──────── Provided passage ────────

The model names each function and provides the new body. The applier figures out where they are in the file and splices the content in.

With unified diff, the model has to produce three separate hunks with correct @@ headers, matching context lines, and precise +/- prefixes across 4,200 lines. Opus got it right. o4-mini didn’t: Could not find matching context for hunk at line 1530.

With search/replace, the model has to reproduce exact chunks of old code from a 4,200-line file it saw once. GPT-5.4 managed it. o4-mini produced a search string that matched two locations and got rejected.

With hashline search/replace, the model wrote 3703:83 instead of 3703:c6, getting two hex characters wrong, and the edit was rejected.

AST edit doesn’t have any of these problems. It doesn’t copy text, match context, or reproduce hashes. It just names functions.

The whole file tradeoff

Whole file also does well, scoring 82-100% across all models. It avoids the expression problem entirely since the model just rewrites everything.

But it’s obviously far more expensive and far slower:

Method Avg output tokens (Opus) Avg latency
Hashline search/replace 311 6.8s
Hashline unified diff 346 6.9s
Hashline JSON ops 394 7.3s
Unified diff 432 7.9s
Search/replace 543 11.2s
AST edit 621 9.1s
Whole file 11,530 113.4s

On a 4,200-line file, whole file uses 18x the output tokens of AST edit and takes 12x longer.

What about Can Bölük’s hashlines?

Can Bölük’s The Harness Problem argues that tagging lines with content hashes lets models reference code instead of reproducing it. He saw big improvements: Grok Code Fast went from 6.7% to 68.3%.

────────

> _Set of tasks_:
A. Translate this sentence from the passage on code-editing formats into Spanish: "AST edit doesn’t have any of these problems."
B. Continue the passage on code-editing formats from the point where it stops.

──────── Information shown ────────

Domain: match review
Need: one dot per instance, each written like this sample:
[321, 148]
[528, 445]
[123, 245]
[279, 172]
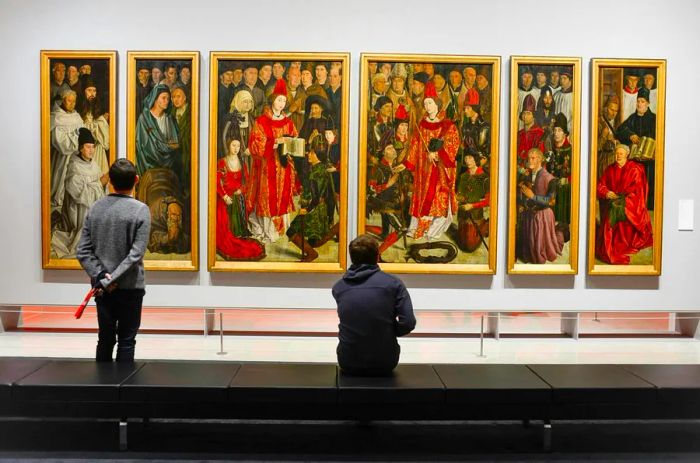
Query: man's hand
[527, 191]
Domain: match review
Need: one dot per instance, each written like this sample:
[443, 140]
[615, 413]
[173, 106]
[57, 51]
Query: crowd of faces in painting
[277, 203]
[428, 159]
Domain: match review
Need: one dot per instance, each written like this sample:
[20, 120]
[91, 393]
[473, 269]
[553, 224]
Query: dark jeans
[119, 318]
[352, 366]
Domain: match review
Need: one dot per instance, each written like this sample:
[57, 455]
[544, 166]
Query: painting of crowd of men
[278, 166]
[163, 153]
[428, 161]
[545, 121]
[80, 146]
[626, 166]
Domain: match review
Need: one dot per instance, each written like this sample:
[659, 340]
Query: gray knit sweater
[114, 239]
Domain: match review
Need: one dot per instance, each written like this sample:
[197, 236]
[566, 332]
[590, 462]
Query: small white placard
[685, 214]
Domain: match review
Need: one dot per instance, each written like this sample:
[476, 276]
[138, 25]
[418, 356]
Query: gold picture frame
[169, 172]
[63, 72]
[261, 241]
[392, 121]
[544, 206]
[611, 85]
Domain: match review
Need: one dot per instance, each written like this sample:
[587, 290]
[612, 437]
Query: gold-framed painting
[544, 163]
[627, 166]
[78, 144]
[278, 157]
[428, 161]
[163, 142]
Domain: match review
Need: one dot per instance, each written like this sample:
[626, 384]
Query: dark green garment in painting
[315, 199]
[237, 219]
[560, 167]
[157, 144]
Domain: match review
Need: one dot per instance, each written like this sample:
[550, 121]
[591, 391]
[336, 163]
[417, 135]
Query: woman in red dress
[231, 218]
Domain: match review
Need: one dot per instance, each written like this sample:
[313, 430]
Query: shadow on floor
[345, 441]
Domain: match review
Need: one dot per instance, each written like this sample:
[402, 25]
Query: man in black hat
[316, 121]
[226, 89]
[381, 129]
[143, 83]
[249, 82]
[629, 93]
[638, 125]
[96, 119]
[649, 82]
[417, 89]
[564, 99]
[526, 87]
[457, 93]
[266, 82]
[559, 165]
[554, 80]
[85, 184]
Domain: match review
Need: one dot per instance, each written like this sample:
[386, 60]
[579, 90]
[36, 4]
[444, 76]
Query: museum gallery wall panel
[78, 144]
[364, 26]
[428, 170]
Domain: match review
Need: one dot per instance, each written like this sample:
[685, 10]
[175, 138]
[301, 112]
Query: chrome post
[221, 334]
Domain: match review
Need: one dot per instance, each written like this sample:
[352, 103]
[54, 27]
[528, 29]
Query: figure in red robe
[432, 159]
[625, 227]
[530, 136]
[231, 220]
[273, 178]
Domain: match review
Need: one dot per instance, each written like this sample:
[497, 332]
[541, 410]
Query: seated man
[374, 308]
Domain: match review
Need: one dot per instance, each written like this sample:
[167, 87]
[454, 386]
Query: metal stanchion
[221, 334]
[481, 339]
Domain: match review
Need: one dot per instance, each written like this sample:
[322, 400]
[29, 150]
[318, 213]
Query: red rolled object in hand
[81, 308]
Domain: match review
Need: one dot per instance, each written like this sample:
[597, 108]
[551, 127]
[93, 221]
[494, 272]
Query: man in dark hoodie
[374, 308]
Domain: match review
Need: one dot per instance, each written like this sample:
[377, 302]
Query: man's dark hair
[122, 174]
[364, 250]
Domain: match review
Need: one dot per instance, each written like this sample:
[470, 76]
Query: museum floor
[322, 349]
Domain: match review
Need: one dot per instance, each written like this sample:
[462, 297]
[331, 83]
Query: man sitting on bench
[374, 308]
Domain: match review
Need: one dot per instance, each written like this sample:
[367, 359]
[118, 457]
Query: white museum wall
[599, 28]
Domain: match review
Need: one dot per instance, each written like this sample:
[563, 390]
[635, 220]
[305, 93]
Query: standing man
[111, 249]
[432, 160]
[564, 99]
[374, 309]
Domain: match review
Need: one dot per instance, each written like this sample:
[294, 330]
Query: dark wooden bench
[292, 391]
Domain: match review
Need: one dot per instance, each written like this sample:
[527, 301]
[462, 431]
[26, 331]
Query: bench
[292, 391]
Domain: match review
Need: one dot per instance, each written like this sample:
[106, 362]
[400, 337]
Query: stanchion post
[221, 334]
[481, 339]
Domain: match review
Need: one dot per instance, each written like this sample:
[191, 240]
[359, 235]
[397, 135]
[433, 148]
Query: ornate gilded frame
[49, 262]
[484, 268]
[191, 264]
[570, 267]
[598, 65]
[337, 266]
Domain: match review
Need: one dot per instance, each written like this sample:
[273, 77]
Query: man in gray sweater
[111, 249]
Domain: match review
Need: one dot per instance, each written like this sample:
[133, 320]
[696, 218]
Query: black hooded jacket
[374, 308]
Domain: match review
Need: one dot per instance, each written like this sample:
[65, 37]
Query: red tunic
[528, 139]
[434, 183]
[615, 243]
[272, 185]
[227, 244]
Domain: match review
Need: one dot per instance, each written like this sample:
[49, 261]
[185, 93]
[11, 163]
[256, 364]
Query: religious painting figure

────────

> _Responses_:
A. La edición AST no tiene ninguno de estos problemas.

B.
Our results were more mixed. We can compare each hashline method directly against its plain equivalent:

  Search/replace Hashline S/R Delta   Unified diff Hashline UD Delta
Haiku 62.1% 65.5% +3.4%   58.6% 37.9% -20.7%
o4-mini 75.9% 75.9% 0%   20.7% 69.0% +48.3%
GPT-5.4 96.6% 86.2% -10.3%   89.7% 93.1% +3.4%
Opus 100.0% 93.1% -6.9%   93.1% 79.3% -13.8%

There’s no consistent improvement. Hashline search/replace helps slightly on Haiku, hurts on GPT-5.4 and Opus, and makes no difference on o4-mini. Hashline unified diff is even more unpredictable: it’s a massive 48-point improvement on o4-mini but a 21-point regression on Haiku.

Hashline JSON ops told a better story, scoring 82.8-100% across all models. But that method uses a standard JSON structure, so it’s hard to separate the benefit of the hashline references from the benefit of outputting JSON.

Can Bölük suggests that fine-tuning on the hashline format would help, and that might well close this gap.

What this means

AST-targeted output was the most reliable edit format in our tests. Three models scored 100%. Nothing else came close to that level of consistency. It works on small files and 4,200-line files. It’s cheap on tokens and fast. And no major tool ships it.

We’re not the first to suggest this. The idea has been proposed for Aider, and tools like Codegen and AFT already implement tree-sitter-based “edit by name” for agents. What’s been missing is evidence that it actually works better across models and file sizes.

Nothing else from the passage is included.